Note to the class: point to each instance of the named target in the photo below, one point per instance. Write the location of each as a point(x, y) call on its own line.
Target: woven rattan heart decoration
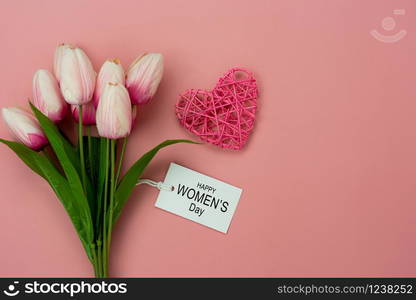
point(224, 116)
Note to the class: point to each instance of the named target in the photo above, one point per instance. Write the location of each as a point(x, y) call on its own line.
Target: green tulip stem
point(104, 246)
point(120, 162)
point(112, 188)
point(81, 146)
point(90, 152)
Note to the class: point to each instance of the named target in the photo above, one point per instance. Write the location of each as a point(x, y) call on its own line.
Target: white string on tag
point(159, 185)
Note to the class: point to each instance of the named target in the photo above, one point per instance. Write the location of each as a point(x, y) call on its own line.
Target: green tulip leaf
point(25, 154)
point(67, 156)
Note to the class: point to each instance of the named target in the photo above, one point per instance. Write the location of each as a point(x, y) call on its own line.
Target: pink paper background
point(328, 175)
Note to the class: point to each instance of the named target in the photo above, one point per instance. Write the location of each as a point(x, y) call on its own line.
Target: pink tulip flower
point(114, 118)
point(24, 127)
point(76, 75)
point(47, 96)
point(88, 113)
point(111, 71)
point(143, 77)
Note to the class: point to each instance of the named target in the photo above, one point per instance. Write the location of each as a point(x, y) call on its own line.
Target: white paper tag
point(199, 198)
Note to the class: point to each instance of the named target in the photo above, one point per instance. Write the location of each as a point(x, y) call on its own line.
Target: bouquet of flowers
point(85, 175)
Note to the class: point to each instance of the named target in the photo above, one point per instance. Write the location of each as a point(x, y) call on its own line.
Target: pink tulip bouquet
point(86, 175)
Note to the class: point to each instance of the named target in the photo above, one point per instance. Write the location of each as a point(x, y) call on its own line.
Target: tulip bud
point(143, 77)
point(58, 59)
point(114, 112)
point(24, 127)
point(47, 97)
point(111, 71)
point(88, 113)
point(76, 74)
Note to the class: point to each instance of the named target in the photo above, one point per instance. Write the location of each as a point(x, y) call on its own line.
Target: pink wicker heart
point(224, 116)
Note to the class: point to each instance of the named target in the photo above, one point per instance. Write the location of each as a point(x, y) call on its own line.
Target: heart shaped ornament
point(224, 116)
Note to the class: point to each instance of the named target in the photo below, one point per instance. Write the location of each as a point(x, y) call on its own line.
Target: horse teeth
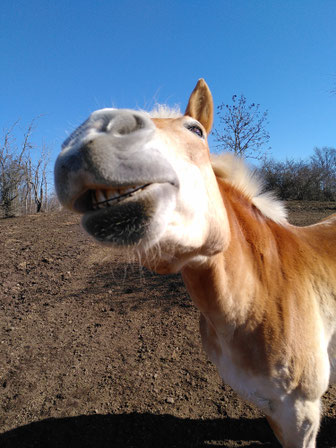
point(102, 198)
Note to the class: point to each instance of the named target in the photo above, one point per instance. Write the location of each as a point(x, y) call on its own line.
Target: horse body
point(266, 290)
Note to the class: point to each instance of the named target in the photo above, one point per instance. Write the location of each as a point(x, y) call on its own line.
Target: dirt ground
point(98, 353)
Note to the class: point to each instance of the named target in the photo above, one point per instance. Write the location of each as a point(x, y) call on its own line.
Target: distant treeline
point(23, 174)
point(310, 180)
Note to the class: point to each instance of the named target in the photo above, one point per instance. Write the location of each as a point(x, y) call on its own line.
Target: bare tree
point(323, 163)
point(23, 179)
point(243, 129)
point(312, 179)
point(38, 180)
point(12, 169)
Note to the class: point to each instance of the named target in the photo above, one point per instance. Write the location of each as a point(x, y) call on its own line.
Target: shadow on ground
point(138, 430)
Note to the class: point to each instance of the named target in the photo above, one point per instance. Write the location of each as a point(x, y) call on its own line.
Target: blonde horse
point(266, 290)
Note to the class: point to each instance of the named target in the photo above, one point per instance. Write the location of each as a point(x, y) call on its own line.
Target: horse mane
point(165, 111)
point(235, 172)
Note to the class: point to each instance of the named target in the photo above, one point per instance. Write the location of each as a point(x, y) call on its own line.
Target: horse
point(266, 290)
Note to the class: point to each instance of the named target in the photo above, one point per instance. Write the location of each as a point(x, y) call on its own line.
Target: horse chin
point(135, 222)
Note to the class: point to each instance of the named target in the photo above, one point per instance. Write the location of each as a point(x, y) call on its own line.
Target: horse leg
point(296, 422)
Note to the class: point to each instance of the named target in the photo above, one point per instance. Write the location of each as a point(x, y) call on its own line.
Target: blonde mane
point(234, 171)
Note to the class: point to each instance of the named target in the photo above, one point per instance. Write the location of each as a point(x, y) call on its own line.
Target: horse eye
point(196, 130)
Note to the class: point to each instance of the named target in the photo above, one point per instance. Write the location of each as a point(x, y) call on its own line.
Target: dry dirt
point(95, 353)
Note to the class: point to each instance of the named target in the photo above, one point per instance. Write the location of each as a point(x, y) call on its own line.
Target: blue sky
point(63, 59)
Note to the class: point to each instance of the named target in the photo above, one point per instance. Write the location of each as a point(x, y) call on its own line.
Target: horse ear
point(200, 105)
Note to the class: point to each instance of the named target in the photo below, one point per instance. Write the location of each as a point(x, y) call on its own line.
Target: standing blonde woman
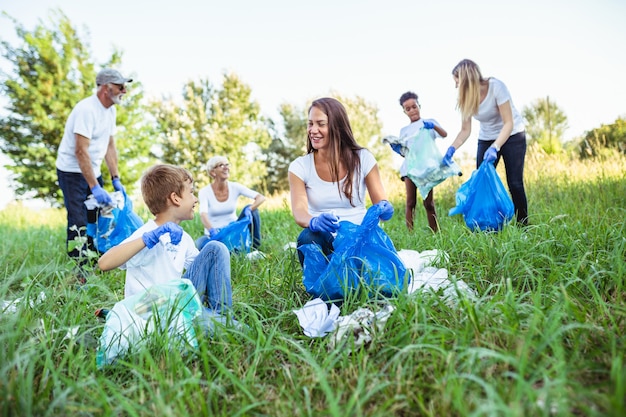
point(501, 128)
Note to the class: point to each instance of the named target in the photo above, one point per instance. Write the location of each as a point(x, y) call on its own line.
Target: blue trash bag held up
point(236, 236)
point(363, 256)
point(114, 226)
point(483, 200)
point(424, 163)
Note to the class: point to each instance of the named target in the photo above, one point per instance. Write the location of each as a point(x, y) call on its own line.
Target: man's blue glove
point(102, 197)
point(386, 210)
point(397, 148)
point(490, 154)
point(151, 238)
point(325, 222)
point(447, 159)
point(117, 185)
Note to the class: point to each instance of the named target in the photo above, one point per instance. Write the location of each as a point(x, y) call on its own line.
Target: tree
point(52, 71)
point(283, 150)
point(612, 136)
point(545, 124)
point(224, 121)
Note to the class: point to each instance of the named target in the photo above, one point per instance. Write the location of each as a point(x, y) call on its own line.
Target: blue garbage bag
point(424, 163)
point(114, 225)
point(236, 236)
point(483, 201)
point(364, 258)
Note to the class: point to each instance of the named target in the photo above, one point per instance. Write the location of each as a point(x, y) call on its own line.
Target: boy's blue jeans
point(513, 152)
point(210, 275)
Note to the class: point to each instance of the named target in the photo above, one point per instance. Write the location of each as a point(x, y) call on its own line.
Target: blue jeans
point(513, 152)
point(323, 239)
point(75, 191)
point(210, 275)
point(255, 231)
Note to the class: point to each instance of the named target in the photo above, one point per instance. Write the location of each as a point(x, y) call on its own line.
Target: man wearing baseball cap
point(87, 141)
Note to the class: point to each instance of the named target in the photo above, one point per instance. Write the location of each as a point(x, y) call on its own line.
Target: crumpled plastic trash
point(361, 326)
point(10, 306)
point(427, 277)
point(315, 319)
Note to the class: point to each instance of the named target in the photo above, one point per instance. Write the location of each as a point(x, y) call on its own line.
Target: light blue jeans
point(210, 275)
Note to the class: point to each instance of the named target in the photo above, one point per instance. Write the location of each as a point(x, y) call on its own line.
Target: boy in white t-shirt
point(161, 251)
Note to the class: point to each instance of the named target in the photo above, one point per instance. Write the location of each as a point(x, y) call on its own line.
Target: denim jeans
point(513, 152)
point(210, 275)
point(323, 239)
point(75, 191)
point(255, 231)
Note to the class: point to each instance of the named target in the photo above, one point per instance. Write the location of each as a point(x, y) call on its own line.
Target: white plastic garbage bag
point(169, 308)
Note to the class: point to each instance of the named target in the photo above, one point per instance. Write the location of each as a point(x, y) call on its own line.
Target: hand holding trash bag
point(386, 210)
point(117, 185)
point(491, 154)
point(101, 196)
point(325, 222)
point(447, 159)
point(151, 238)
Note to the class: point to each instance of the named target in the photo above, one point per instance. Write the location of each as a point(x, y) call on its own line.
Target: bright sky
point(292, 51)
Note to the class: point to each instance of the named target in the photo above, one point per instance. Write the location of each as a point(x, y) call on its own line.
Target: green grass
point(545, 337)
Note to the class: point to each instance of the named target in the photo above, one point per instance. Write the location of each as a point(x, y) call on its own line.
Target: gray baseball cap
point(109, 75)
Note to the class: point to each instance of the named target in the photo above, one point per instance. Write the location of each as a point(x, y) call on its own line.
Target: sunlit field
point(545, 336)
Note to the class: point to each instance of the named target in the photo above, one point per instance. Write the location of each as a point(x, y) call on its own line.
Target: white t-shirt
point(323, 196)
point(222, 213)
point(89, 118)
point(163, 263)
point(407, 132)
point(489, 115)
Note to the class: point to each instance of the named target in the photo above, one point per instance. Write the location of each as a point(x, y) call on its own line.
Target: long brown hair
point(468, 73)
point(343, 148)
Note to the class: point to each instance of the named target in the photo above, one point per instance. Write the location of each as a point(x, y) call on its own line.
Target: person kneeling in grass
point(161, 250)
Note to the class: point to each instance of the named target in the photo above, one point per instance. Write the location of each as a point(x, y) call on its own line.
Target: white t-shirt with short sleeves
point(89, 118)
point(489, 115)
point(163, 263)
point(323, 196)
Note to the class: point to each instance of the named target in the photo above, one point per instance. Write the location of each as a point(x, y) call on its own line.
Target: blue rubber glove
point(490, 154)
point(151, 238)
point(447, 159)
point(325, 222)
point(386, 210)
point(117, 185)
point(102, 197)
point(397, 148)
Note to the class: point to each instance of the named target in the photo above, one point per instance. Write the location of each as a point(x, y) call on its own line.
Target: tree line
point(51, 70)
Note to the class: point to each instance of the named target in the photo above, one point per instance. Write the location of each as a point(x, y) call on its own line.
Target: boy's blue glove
point(386, 210)
point(325, 222)
point(151, 238)
point(490, 154)
point(102, 197)
point(397, 148)
point(117, 185)
point(447, 159)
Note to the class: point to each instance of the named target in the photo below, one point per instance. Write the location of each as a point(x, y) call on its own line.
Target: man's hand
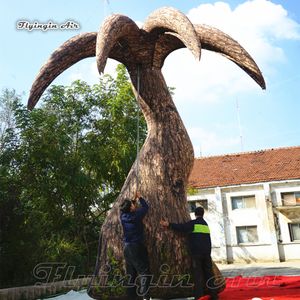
point(164, 223)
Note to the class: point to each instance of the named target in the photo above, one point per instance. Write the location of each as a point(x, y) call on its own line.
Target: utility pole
point(239, 124)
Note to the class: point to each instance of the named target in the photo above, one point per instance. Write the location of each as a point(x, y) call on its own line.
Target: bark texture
point(166, 158)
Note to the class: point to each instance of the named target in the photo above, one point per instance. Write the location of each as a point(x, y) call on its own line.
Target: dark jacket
point(132, 223)
point(198, 235)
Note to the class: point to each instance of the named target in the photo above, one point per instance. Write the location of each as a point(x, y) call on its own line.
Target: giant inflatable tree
point(166, 158)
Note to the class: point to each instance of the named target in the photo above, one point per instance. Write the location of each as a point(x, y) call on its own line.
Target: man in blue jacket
point(200, 248)
point(135, 252)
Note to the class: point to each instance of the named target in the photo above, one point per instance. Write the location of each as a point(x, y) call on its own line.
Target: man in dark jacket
point(200, 248)
point(135, 252)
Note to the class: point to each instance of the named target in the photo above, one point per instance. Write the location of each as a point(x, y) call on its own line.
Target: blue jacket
point(198, 235)
point(132, 223)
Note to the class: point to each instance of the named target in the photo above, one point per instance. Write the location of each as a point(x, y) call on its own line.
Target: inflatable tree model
point(166, 158)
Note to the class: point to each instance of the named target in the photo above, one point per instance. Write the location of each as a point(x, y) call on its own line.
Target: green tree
point(63, 166)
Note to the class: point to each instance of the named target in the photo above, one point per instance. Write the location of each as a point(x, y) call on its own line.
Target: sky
point(223, 109)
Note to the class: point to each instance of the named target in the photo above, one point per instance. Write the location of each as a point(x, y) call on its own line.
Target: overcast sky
point(223, 109)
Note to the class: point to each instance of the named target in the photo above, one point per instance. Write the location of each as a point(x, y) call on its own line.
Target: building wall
point(288, 249)
point(274, 241)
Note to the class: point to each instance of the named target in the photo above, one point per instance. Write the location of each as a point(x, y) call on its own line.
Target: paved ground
point(246, 270)
point(261, 269)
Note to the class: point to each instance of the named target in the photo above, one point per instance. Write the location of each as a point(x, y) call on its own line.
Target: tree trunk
point(165, 162)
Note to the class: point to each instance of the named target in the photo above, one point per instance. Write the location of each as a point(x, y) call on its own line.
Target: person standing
point(135, 252)
point(200, 248)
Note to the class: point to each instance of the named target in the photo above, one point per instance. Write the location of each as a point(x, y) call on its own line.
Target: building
point(252, 203)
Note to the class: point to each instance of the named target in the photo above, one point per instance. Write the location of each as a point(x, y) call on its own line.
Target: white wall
point(223, 220)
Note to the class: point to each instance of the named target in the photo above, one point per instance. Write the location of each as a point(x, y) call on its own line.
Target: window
point(247, 234)
point(291, 198)
point(294, 231)
point(197, 203)
point(243, 202)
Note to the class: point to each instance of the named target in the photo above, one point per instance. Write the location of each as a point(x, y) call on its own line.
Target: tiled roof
point(247, 167)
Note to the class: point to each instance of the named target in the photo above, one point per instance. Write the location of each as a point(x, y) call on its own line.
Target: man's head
point(128, 206)
point(199, 211)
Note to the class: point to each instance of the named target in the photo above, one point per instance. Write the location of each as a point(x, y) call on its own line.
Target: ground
point(259, 281)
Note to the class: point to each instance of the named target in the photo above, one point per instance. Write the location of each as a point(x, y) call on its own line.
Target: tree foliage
point(61, 167)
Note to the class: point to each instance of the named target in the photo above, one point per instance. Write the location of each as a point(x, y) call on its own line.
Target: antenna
point(239, 124)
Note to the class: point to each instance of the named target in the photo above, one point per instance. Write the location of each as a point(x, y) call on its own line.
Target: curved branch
point(116, 27)
point(69, 53)
point(215, 40)
point(169, 19)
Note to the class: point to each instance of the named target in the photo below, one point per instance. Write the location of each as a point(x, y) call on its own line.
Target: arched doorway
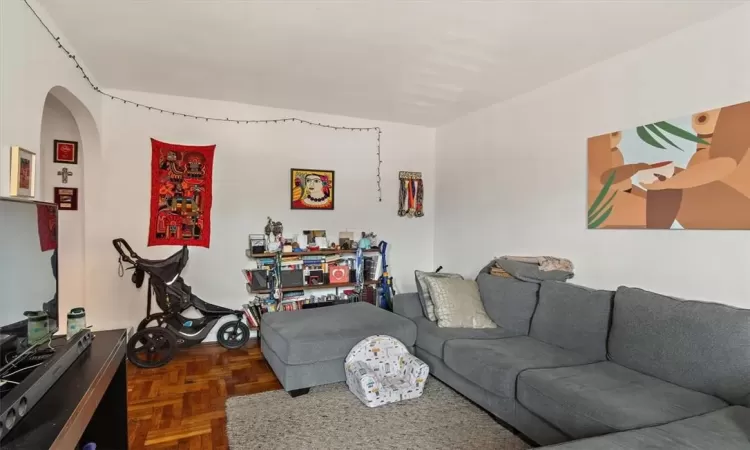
point(65, 118)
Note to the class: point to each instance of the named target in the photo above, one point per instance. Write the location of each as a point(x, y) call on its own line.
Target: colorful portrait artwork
point(312, 189)
point(181, 177)
point(689, 173)
point(24, 174)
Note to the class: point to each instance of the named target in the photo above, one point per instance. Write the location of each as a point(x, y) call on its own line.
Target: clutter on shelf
point(287, 268)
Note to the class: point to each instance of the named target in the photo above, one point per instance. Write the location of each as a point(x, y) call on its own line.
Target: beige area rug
point(331, 417)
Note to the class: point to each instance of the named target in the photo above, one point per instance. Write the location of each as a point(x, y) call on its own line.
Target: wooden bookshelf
point(313, 286)
point(250, 254)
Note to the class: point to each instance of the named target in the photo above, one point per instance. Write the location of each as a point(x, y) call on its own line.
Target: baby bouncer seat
point(380, 370)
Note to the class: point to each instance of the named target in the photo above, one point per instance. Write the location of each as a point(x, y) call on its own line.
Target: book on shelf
point(333, 258)
point(248, 275)
point(251, 320)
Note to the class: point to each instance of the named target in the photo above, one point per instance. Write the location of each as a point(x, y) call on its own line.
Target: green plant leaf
point(679, 132)
point(602, 192)
point(652, 128)
point(603, 207)
point(647, 138)
point(601, 219)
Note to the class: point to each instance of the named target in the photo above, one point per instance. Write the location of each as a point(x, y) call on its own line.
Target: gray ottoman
point(307, 348)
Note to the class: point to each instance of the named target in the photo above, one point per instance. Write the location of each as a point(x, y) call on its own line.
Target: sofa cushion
point(725, 429)
point(509, 302)
point(457, 303)
point(573, 317)
point(495, 364)
point(431, 337)
point(424, 292)
point(605, 397)
point(321, 334)
point(697, 345)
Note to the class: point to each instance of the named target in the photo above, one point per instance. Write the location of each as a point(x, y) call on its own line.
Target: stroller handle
point(119, 243)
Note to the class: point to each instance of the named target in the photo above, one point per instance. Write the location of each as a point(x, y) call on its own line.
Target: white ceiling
point(420, 62)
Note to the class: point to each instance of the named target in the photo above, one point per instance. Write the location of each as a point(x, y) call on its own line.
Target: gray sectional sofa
point(567, 362)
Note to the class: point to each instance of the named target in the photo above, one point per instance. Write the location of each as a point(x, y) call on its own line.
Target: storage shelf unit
point(310, 286)
point(250, 254)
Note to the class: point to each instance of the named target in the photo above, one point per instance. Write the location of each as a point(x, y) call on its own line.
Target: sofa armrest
point(408, 305)
point(414, 369)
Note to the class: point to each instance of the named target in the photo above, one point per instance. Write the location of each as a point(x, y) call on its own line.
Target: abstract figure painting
point(181, 178)
point(687, 173)
point(312, 189)
point(410, 194)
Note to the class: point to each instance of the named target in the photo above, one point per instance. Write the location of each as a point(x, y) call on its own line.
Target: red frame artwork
point(181, 194)
point(66, 152)
point(66, 199)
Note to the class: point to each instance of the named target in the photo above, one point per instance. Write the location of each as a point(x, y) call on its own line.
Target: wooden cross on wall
point(65, 173)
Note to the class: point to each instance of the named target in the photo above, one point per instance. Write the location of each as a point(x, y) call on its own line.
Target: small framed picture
point(312, 189)
point(22, 172)
point(66, 199)
point(66, 152)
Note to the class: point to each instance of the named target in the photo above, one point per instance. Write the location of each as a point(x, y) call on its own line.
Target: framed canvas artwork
point(66, 152)
point(686, 173)
point(22, 172)
point(312, 189)
point(66, 199)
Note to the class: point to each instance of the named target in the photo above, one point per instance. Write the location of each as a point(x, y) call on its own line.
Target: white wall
point(58, 123)
point(251, 182)
point(512, 177)
point(31, 66)
point(26, 274)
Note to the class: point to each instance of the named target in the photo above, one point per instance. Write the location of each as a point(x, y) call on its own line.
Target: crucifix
point(65, 173)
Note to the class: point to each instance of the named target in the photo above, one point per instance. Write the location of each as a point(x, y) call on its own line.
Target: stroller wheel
point(152, 347)
point(233, 335)
point(154, 320)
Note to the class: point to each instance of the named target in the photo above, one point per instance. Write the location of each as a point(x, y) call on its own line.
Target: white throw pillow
point(457, 303)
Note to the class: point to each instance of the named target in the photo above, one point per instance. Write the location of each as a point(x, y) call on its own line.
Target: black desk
point(87, 404)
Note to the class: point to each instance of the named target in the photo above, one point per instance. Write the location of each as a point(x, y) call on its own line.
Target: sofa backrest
point(696, 345)
point(573, 317)
point(509, 302)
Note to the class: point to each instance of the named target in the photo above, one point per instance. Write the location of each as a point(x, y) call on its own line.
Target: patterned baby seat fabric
point(380, 370)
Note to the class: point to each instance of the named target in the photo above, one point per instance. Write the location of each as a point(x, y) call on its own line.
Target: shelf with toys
point(308, 271)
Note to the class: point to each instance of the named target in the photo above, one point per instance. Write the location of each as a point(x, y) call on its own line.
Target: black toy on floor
point(160, 334)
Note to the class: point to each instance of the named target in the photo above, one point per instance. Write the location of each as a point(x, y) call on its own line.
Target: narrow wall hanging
point(22, 172)
point(686, 173)
point(410, 194)
point(46, 220)
point(181, 177)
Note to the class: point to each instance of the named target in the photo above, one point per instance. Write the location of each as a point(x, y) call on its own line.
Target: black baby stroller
point(160, 334)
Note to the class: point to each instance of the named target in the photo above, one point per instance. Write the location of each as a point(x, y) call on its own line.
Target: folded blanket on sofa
point(534, 269)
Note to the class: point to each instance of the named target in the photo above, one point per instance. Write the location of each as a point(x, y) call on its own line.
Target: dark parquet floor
point(181, 406)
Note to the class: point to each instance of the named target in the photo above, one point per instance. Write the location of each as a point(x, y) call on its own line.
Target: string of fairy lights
point(237, 121)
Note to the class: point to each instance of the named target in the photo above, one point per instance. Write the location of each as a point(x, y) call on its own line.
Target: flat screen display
point(28, 266)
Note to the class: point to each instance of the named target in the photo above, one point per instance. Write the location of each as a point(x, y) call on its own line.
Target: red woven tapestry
point(181, 178)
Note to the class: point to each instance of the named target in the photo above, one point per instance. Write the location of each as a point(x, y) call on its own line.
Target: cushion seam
point(573, 412)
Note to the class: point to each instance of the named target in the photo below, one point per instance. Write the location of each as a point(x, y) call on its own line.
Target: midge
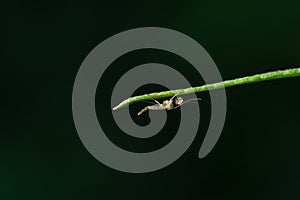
point(173, 103)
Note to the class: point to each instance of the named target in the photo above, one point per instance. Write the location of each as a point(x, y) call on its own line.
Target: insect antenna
point(187, 101)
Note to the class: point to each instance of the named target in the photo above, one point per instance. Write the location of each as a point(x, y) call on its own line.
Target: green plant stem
point(229, 83)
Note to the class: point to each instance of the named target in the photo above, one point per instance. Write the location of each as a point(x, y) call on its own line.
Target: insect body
point(166, 105)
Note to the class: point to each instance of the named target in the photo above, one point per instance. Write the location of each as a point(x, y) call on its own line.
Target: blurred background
point(43, 44)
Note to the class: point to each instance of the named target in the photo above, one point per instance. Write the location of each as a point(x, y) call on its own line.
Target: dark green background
point(43, 45)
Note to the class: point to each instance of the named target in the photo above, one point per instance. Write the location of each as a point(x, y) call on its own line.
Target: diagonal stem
point(229, 83)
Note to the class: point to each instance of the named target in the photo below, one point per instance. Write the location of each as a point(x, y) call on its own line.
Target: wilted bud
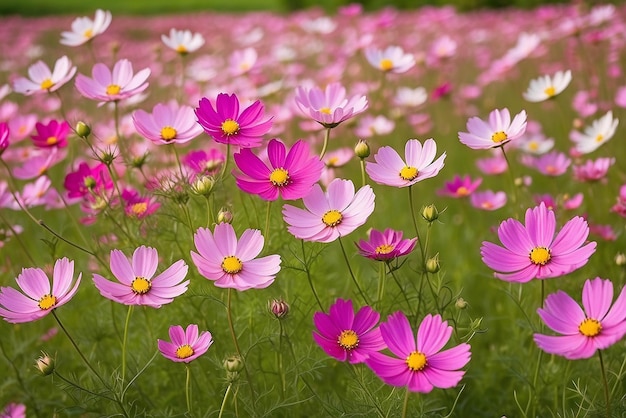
point(278, 307)
point(82, 129)
point(362, 149)
point(432, 264)
point(430, 213)
point(45, 364)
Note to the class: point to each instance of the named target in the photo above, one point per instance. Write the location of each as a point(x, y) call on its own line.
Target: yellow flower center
point(47, 302)
point(232, 265)
point(184, 351)
point(168, 133)
point(590, 327)
point(348, 339)
point(540, 255)
point(416, 361)
point(279, 177)
point(332, 218)
point(46, 84)
point(140, 286)
point(408, 173)
point(499, 137)
point(230, 127)
point(384, 249)
point(113, 89)
point(386, 64)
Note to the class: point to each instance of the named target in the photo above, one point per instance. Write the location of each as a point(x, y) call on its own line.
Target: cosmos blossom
point(596, 326)
point(40, 296)
point(533, 251)
point(138, 284)
point(418, 362)
point(347, 336)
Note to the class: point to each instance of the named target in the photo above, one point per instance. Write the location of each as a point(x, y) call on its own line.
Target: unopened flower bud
point(362, 149)
point(45, 364)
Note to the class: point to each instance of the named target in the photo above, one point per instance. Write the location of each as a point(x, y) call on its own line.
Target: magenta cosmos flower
point(109, 86)
point(329, 107)
point(138, 286)
point(385, 245)
point(533, 251)
point(495, 132)
point(330, 215)
point(39, 297)
point(584, 331)
point(290, 175)
point(346, 336)
point(186, 344)
point(226, 124)
point(42, 79)
point(232, 263)
point(420, 364)
point(167, 124)
point(391, 170)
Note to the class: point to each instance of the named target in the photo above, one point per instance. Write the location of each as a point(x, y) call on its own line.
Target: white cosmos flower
point(600, 131)
point(546, 87)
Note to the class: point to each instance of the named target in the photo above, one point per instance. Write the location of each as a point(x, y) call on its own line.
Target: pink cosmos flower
point(167, 124)
point(329, 107)
point(232, 263)
point(227, 125)
point(137, 284)
point(583, 331)
point(533, 251)
point(186, 344)
point(84, 29)
point(111, 86)
point(347, 336)
point(330, 215)
point(391, 170)
point(386, 245)
point(420, 365)
point(42, 80)
point(290, 175)
point(52, 134)
point(460, 186)
point(495, 132)
point(40, 297)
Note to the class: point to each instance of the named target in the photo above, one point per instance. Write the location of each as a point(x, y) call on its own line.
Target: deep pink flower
point(533, 251)
point(347, 336)
point(137, 284)
point(583, 331)
point(420, 365)
point(40, 297)
point(52, 134)
point(232, 263)
point(330, 215)
point(385, 245)
point(186, 344)
point(290, 175)
point(226, 124)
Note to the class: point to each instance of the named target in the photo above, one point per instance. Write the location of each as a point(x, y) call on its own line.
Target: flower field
point(376, 214)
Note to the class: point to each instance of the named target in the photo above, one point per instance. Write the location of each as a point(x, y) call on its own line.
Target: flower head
point(137, 283)
point(330, 215)
point(40, 296)
point(420, 365)
point(596, 326)
point(533, 251)
point(186, 345)
point(347, 336)
point(290, 175)
point(233, 263)
point(226, 124)
point(391, 170)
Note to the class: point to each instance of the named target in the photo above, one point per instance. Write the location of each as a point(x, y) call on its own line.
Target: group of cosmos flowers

TASK DETAILS — Reproduce the rows above verbatim, from the first line of the rows through the line containing "point(199, 198)". Leave out the pictures.

REPLY TO THE TASK —
Note to the class: point to each instance of the named target in the photo below, one point per instance. Write the location of each as a point(x, y) call on its own line.
Target: woven rattan heart decoration
point(224, 116)
Note to the class: point to each instance of the named target in the photo above, one point per instance. Write the location of each as a point(x, y) call on its own line.
Target: green tulip stem
point(104, 246)
point(120, 162)
point(112, 188)
point(81, 146)
point(90, 152)
Note to the class: point to each instance of the named target in the photo above, one point per instance. Write the location of each as a point(x, y) call on its own line.
Target: white string on tag
point(159, 185)
Note to the class: point to each instance of the named target in the photo above, one point per instance. Write the location of each as a point(x, y) call on its own line.
Target: green tulip leaf
point(25, 154)
point(67, 156)
Note to the class: point to each instance of the named target in the photo above, one point per instance. Write the location of each as a point(x, y) call on its own line.
Target: pink paper background
point(328, 175)
Note to the class: point to each instance of the named target in the photo above, one point per instance. Write the location of each as a point(x, y) call on its own line.
Target: pink tulip flower
point(114, 118)
point(24, 127)
point(76, 75)
point(47, 96)
point(88, 113)
point(111, 71)
point(143, 77)
Note to the class: point to each instance of the named target in the photo above, one point per instance. Write the location of each as a point(x, y) call on its own line.
Target: white paper tag
point(199, 198)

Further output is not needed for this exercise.